Texto de referência:
+ + + + + + +

Formas de Hemácias em Esfregaço de Sangue nas Talassemias

  1. Hemácias em Alvo (Codócitos): Hemácias com um alvo central escuro cercado por uma área clara e uma borda escura, associadas a distúrbios da membrana celular.
  2. Esferócitos: Hemácias esféricas sem palidez central, associadas a hemólise.
  3. Dacriócitos (Hemácias em Lágrima): Hemácias em forma de lágrima, associadas a distúrbios da medula óssea.
  4. Esquizócitos: Fragmentos de hemácias resultantes de destruição mecânica.
  5. Elliptócitos: Hemácias em forma elíptica, comuns em alguns distúrbios hereditários.
  6. Corpos de Howell-Jolly: Inclusões nucleares que indicam função esplênica deficiente.
  7. Pontilhado Basofílico: Pequenas inclusões granulares devido à precipitação de RNA.
Fonte: CDC/ Dr. F. Gilbert.


Tratamento das Talassemias

O manejo das talassemias varia de acordo com a gravidade da doença.

  1. Transfusões de Sangue: Pacientes com talassemia major requerem transfusões regulares para manter níveis adequados de hemoglobina.
  2. Quelantes de Ferro: Necessários para prevenir a sobrecarga de ferro devido a transfusões frequentes. Medicamentos como deferoxamina, deferasirox e deferiprona são usados.
  3. Terapia com Agentes Estimuladores de Eritropoiese: Podem ser usados em casos selecionados de talassemia intermédia.
  4. Transplante de Medula Óssea: A única cura potencial para talassemia major. Requer um doador compatível e está associado a riscos significativos.
  5. Terapia Gênica: Estudos clínicos estão em andamento para corrigir mutações gênicas através da introdução de genes normais usando vetores virais.

+ + + + + + +

Conjunto de dados:
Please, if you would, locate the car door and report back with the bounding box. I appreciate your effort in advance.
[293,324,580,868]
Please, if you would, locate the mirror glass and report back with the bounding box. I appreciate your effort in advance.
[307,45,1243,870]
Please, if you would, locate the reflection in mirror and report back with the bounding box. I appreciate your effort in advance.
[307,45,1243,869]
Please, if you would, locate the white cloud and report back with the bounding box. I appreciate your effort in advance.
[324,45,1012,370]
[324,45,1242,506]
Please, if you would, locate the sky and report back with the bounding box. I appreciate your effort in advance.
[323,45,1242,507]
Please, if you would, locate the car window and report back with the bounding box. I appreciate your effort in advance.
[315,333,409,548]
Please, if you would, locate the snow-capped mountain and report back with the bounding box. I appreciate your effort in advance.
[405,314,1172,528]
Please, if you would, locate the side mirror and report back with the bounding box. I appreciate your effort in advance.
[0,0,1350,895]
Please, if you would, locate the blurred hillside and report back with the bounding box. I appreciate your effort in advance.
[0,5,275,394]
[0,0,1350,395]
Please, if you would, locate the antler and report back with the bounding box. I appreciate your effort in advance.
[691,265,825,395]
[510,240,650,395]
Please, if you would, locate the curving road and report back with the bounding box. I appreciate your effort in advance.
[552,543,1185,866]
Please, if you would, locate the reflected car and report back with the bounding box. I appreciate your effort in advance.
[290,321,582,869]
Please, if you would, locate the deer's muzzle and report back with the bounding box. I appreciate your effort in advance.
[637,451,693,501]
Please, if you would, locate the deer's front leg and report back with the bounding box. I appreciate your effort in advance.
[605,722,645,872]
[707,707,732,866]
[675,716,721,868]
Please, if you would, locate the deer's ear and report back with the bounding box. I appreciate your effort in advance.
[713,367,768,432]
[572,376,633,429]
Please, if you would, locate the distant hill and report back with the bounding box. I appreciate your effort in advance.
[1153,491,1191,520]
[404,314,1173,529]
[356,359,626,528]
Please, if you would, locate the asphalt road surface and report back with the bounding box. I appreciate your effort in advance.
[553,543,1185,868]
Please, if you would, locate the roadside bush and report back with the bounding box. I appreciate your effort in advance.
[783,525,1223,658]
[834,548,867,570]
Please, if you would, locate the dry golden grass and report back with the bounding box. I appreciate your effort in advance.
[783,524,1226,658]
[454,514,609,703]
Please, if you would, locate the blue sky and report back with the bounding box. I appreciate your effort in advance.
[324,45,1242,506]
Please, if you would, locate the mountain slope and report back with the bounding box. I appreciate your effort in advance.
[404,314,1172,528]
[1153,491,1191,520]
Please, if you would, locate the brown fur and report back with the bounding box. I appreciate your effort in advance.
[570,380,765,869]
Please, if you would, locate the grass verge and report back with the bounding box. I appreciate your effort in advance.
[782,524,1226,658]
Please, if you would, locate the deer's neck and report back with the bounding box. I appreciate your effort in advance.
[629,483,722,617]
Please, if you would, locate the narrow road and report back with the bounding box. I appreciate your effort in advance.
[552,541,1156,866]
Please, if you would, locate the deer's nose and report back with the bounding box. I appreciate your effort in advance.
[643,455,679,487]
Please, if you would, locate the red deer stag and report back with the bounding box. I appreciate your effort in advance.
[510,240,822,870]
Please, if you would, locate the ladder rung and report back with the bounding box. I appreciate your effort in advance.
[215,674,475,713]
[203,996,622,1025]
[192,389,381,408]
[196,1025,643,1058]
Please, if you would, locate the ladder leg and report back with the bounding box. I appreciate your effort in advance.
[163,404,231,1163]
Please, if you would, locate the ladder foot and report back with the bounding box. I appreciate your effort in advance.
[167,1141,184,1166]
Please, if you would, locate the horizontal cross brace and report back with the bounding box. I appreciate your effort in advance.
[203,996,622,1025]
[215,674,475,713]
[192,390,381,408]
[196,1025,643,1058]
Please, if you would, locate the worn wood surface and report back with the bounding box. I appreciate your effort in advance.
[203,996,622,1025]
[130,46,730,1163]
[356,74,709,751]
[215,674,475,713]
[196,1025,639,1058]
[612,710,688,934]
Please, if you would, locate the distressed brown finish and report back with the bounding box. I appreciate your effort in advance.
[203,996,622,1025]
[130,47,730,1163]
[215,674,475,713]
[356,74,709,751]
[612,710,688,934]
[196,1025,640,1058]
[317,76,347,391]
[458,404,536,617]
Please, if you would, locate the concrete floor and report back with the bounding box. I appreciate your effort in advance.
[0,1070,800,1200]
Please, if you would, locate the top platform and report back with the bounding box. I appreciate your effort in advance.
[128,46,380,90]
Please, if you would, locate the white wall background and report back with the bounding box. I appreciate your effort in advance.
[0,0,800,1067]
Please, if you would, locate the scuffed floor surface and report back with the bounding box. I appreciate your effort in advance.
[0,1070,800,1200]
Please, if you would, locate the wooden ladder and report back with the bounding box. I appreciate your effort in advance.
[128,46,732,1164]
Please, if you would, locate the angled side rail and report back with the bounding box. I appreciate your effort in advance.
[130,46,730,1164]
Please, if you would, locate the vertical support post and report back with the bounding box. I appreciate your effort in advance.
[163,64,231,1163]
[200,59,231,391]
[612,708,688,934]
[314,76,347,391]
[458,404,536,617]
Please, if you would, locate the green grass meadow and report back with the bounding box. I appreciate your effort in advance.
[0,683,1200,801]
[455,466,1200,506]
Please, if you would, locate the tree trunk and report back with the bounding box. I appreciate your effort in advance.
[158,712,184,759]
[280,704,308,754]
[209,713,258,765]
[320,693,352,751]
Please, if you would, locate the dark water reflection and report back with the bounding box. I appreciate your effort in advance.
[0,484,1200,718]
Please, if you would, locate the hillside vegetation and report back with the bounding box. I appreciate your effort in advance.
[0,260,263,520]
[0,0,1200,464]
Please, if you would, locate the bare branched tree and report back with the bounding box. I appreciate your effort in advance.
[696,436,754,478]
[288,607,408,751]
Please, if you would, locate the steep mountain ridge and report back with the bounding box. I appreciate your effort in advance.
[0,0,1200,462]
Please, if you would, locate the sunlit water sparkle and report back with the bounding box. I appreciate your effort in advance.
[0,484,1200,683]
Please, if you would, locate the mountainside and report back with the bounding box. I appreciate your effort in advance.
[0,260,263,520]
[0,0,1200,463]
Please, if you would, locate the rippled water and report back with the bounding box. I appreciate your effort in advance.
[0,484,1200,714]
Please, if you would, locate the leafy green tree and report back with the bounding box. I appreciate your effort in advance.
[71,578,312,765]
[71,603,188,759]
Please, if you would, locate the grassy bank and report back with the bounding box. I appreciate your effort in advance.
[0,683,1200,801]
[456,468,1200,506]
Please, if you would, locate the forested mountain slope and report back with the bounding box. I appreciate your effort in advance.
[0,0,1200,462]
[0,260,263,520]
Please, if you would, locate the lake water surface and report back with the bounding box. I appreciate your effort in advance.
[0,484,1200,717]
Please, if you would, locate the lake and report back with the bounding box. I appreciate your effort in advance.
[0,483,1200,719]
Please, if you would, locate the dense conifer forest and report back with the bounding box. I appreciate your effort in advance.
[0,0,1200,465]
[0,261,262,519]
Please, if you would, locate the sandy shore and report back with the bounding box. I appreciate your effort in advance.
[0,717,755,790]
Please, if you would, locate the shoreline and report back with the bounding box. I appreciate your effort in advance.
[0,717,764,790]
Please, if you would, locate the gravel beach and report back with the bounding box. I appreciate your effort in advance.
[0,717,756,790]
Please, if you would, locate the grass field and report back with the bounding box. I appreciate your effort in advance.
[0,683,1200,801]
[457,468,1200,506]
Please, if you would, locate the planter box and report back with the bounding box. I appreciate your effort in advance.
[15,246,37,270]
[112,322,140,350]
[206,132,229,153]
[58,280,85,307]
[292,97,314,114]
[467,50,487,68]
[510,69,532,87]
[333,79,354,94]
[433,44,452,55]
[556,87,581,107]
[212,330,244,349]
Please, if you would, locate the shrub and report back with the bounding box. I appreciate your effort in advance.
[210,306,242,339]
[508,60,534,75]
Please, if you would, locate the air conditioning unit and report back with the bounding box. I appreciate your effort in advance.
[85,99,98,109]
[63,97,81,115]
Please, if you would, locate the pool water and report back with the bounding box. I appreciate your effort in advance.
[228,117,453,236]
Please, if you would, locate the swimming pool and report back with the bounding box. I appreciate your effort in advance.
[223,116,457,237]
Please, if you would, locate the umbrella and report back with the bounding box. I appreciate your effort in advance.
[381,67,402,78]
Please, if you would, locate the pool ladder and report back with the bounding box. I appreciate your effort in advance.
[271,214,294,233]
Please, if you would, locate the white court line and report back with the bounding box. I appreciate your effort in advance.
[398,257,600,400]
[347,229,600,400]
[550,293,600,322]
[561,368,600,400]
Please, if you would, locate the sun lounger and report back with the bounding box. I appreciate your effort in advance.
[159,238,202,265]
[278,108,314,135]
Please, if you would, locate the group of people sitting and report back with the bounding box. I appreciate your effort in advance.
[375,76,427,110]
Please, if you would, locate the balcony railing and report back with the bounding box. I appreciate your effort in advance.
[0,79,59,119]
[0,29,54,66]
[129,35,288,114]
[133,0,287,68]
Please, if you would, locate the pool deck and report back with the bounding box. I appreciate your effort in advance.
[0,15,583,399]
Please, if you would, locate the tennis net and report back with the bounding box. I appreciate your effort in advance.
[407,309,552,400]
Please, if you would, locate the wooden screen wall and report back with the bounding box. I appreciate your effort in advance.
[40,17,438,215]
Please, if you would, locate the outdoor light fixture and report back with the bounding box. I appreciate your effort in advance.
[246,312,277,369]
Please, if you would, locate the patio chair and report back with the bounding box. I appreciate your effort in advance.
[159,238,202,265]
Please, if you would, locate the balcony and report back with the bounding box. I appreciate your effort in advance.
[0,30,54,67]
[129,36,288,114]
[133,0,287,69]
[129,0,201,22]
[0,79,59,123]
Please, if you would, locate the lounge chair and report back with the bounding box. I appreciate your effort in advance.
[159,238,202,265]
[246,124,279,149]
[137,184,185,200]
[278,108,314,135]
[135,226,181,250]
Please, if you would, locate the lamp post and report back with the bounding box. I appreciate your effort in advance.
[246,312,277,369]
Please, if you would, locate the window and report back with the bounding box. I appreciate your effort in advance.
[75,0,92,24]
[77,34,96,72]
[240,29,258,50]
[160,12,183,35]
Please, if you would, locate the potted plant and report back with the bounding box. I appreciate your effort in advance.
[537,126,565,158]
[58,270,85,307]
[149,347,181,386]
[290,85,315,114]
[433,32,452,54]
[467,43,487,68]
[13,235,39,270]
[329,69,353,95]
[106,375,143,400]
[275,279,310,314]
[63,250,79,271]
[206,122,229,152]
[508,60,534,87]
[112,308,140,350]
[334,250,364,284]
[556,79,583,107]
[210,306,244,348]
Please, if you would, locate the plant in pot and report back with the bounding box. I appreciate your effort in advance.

+ + + + + + +

Partes do exercício:
- a) Liste todas as formas de tratamento das talassemias enumeradas no texto sobre talassemias.
- b) Segundo o texto sobre talassemias, qual é a única cura potencial para a talassemia major?
- c) Com base no texto sobre talassemias, explique por que os quelantes de ferro são necessários no tratamento.

Gabarito:
- a) Transfusões de sangue; quelantes de ferro; terapia com agentes estimuladores de eritropoiese; transplante de medula óssea; terapia gênica.

- b) O transplante de medula óssea.

- c) Os quelantes de ferro são necessários para prevenir a sobrecarga de ferro causada pelas transfusões frequentes. Para isso, usam-se medicamentos como deferoxamina, deferasirox e deferiprona.